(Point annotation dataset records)

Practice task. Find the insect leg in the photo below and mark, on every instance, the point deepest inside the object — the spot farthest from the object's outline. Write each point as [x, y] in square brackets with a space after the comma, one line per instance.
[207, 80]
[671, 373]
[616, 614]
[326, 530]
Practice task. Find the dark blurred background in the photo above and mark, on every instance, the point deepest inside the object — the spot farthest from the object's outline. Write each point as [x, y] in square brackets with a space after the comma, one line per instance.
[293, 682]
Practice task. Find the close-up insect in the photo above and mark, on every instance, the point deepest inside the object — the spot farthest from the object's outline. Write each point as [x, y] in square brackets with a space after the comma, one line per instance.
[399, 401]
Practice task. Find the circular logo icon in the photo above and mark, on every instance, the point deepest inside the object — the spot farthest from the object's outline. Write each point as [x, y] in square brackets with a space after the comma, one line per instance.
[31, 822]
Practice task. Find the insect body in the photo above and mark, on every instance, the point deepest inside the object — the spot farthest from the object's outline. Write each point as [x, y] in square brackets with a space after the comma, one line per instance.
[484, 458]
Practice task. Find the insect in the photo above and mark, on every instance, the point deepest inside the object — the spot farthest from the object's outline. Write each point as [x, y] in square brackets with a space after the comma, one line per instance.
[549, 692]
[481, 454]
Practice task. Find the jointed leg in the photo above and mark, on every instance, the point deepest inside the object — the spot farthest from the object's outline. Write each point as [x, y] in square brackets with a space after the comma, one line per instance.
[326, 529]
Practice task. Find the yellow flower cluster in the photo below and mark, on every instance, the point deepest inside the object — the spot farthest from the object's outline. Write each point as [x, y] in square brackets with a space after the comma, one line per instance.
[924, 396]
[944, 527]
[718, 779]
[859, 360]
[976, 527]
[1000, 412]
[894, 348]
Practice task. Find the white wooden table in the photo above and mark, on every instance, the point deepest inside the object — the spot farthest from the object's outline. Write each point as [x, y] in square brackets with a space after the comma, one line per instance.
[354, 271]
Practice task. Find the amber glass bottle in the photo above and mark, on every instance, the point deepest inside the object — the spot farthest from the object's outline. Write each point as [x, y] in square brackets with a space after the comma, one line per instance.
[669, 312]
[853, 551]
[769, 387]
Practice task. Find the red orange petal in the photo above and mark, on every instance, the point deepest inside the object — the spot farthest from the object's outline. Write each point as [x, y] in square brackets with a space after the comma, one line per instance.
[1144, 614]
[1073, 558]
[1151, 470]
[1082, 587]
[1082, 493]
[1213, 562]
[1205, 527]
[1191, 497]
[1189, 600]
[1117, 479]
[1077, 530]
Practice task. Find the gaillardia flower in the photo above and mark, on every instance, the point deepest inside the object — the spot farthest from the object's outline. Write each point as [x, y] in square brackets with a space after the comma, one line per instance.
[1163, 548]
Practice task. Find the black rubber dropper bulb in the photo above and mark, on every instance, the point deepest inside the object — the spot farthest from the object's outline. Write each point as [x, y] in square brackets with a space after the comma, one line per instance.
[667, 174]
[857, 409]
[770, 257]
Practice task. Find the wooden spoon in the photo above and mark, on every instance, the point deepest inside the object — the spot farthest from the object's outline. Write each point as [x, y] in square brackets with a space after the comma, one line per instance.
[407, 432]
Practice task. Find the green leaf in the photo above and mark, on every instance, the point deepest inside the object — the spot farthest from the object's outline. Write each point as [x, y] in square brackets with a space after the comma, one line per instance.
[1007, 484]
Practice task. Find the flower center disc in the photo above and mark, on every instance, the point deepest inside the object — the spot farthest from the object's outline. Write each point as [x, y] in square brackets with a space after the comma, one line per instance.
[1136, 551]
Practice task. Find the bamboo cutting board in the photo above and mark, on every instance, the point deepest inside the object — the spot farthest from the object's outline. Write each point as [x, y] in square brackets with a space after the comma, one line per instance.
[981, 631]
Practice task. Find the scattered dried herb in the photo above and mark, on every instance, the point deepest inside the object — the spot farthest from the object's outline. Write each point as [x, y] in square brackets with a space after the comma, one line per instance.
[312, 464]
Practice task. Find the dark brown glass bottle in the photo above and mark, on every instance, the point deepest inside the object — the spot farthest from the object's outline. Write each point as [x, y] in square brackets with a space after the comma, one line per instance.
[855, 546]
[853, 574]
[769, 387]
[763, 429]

--- Exercise requirements ---
Arrange all of the material above as a two-column CSV with the header text,answer. Put one row per entry, with each field in double quotes and its line breaks replaced by spaces.

--- Right answer ---
text,answer
"Practice task. Find the insect leg in the photo below and mark, on every instance, the point deepest inside the object — the spot farthest from the object's outline. Write each point as [x, y] in square brackets with a space after the comma, one line per instance.","[207, 80] [671, 373] [616, 614] [326, 530]"
"Practice task. Find the dark blurred background in the photo above and mark, on every instance, the point deepest inside the object — the spot farthest from the object's outline. Write each point as [x, y] in square brackets with a space after the comma, one line per instance.","[293, 682]"
"Practice task. Find the close-up insect in the photo above and mark, on every instance, the point deepest inside the object — the spot farthest from the object's outline. Write each point as [x, y] in square brackets with a space after the comma, one line per instance.","[399, 401]"
"Practice task. Find the circular logo icon in the photo above and mark, on every instance, the point deepest inside the object — the spot farthest from the object's outline. Write each point as [x, y] in square brackets with a space after the comma, one line per instance.","[31, 822]"
"Practice task. Find the insect body in the photo above and mark, on every instance, the point deepest inside the object — the spot farthest from the object's outline. Write each point as [x, y] in square brackets with a space after the comma, one line per instance.","[484, 458]"
"Practice task. Find the insect in the photo above and mark, on every instance, the point deepest inside the object — the spot farthest from the object's outline. Write each point as [x, y] in square brackets with a space after the comma, one line per instance.","[549, 692] [481, 454]"
"Practice task. Find the jointed leg in the photo above and mark, on every instance, the point deepest inside the object — the spot farthest from the object's outline. Write each point as [x, y] in square brackets with a space after the comma, one line per instance.","[326, 529]"
"Practice task. Find the yellow flower cluster in the photo below and mark, on every instance, the point deepest inside the object — the spot farthest from the object's outline. Write each point as [x, y] in square brackets with a space after the comma, one line per instance.","[924, 396] [944, 527] [718, 779] [859, 360] [976, 527] [1000, 412] [894, 348]"
"Practice task. Find the white wooden table in the photo above and mark, on every instance, the point deepest inside the object — the spot farthest from the object's outline. Write each point as [x, y] in square brackets with a space after the comma, one line per instance.","[354, 271]"
"Practice task. Find the amber glass bottle in the photo above and mark, on every instance, the point deepest inside the object — the spot farthest from the object's outline. Write each point as [x, y] in square brackets with a space after the comma, one line per instance.","[669, 312] [853, 551] [769, 387]"
"Practice task. Find the red orange petal in the photo above and mark, on every instance, the point deepest inside the object — the spot farthest from the object's outline. Write each point as [x, y] in square brackets with a space after the comma, one line per instance.","[1144, 614] [1073, 558] [1151, 470] [1082, 587] [1082, 493] [1213, 562] [1205, 527] [1191, 497] [1189, 600] [1117, 479] [1077, 530]"
"Practice task. Find the gaillardia flower in the photo above and mark, on every instance, the point deepest inside the object — the spot farthest from the object's outline. Write each point as [x, y] in square brackets with a space after the comma, one line per instance.","[1163, 548]"
"Practice task. Find the black rubber dropper bulb in the photo above and mark, on every instance, the point deepest inside the object — the spot farthest from the object's outline. Write each point as [x, y] in square brackets with a space after the comma, one line per instance.","[667, 174] [857, 409] [770, 257]"
"Practice task. Find the wooden spoon in the photo above and mark, on every instance, the point deepest inside the object — the spot farthest from the object's outline. Write each point as [x, y] in square brackets with a space after the comma, one line per instance.","[407, 432]"
"Practice task. Find the green leaf in the photo above and mark, on every instance, the point deepest inside the object — the spot farthest from the object's outline. Write each point as [x, y] in square brackets with a space after the comma, one line per instance.","[1007, 484]"
"Practice task. Find the flower center disc in the photo above and mark, on every instance, the point deepest inside the object — the spot farthest from the object's outline. Write each point as [x, y] in square brackets with a space after the comma, one line per instance.","[1136, 551]"
"Practice task. Find the bamboo cutting board in the photo above and mark, on every instance, the point deepest inside the object — the spot farthest from the object's outline. Write each point as [x, y] in square brackets with a space after the comma, one line per instance.","[981, 631]"
"Practice task. Find the scattered dried herb in the photo above and mark, on every instance, the point deepest inside the object — the spot farthest from the object's outline. Write each point as [x, y] in square brackets with a space after the comma, one line per instance.","[312, 464]"
"Practice task. Find the dark brown glass bottle in the photo above and mark, on every instance, the point deepest inside the object — the spot farthest from the object's outline. Write each point as [x, y] in square brackets with a space after the comma, one line per instance.","[855, 546] [853, 574] [769, 387] [763, 429]"